PROBLEM DESCRIPTION: Reproduce the data from the line containing "Can you find the woodpecker" through the end, requests included, and raise every number in the answer coordinates by 142.

DATA PROVIDED:
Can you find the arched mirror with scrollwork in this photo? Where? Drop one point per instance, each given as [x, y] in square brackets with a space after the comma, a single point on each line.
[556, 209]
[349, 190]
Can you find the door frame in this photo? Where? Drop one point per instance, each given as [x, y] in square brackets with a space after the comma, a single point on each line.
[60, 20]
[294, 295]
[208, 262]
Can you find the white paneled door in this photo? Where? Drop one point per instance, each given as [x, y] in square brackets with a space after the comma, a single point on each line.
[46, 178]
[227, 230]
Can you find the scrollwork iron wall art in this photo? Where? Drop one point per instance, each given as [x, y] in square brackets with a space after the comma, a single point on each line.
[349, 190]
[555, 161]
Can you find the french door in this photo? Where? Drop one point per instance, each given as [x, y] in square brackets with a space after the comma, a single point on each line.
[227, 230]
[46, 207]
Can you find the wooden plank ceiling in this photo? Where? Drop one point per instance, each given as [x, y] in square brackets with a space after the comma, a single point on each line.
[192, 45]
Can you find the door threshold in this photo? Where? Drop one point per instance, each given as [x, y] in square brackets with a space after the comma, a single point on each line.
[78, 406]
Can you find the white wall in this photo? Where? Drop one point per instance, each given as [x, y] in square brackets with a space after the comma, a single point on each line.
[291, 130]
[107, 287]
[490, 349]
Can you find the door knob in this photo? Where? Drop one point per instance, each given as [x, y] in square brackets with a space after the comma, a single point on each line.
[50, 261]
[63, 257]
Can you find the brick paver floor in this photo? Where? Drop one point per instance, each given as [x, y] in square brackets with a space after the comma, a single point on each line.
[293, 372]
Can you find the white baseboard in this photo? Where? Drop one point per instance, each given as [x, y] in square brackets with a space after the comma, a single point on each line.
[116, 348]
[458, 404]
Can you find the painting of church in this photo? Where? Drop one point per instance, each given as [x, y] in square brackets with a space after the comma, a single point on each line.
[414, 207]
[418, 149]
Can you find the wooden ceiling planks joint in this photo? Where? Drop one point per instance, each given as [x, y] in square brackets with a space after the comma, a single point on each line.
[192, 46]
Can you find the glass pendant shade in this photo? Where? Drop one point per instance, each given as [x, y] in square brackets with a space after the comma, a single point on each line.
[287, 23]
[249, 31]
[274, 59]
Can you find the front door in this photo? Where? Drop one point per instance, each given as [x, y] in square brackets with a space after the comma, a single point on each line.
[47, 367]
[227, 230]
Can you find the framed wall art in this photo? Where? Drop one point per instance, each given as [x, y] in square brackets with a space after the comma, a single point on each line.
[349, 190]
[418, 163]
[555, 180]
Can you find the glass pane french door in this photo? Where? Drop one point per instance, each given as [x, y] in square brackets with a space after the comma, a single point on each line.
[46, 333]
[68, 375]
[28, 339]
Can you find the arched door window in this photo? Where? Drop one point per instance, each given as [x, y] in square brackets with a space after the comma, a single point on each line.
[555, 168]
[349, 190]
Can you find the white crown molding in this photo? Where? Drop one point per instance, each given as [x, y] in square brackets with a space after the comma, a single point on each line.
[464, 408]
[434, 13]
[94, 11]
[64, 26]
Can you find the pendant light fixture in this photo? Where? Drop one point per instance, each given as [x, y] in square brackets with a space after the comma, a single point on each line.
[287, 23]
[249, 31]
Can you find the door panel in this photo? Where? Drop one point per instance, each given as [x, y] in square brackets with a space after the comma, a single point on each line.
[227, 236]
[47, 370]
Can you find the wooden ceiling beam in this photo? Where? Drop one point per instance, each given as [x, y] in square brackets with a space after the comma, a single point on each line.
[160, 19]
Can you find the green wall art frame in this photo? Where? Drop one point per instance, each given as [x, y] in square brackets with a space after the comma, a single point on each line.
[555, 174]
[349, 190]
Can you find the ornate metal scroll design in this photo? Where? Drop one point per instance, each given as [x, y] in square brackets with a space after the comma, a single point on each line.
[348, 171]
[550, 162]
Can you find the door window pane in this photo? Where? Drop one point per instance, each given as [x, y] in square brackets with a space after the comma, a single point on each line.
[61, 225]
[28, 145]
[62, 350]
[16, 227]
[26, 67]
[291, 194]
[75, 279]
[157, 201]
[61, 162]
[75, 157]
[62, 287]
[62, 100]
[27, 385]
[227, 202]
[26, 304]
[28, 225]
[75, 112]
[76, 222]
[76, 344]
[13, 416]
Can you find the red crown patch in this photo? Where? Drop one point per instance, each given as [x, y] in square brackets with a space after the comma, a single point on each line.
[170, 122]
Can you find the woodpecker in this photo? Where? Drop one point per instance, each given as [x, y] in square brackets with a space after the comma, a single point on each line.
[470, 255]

RESULT FOR THIS TASK:
Can you find the woodpecker in this photo? Where? Drop one point per instance, each given as [x, y] in square brackets with a space after the comma, a single point on each line.
[612, 397]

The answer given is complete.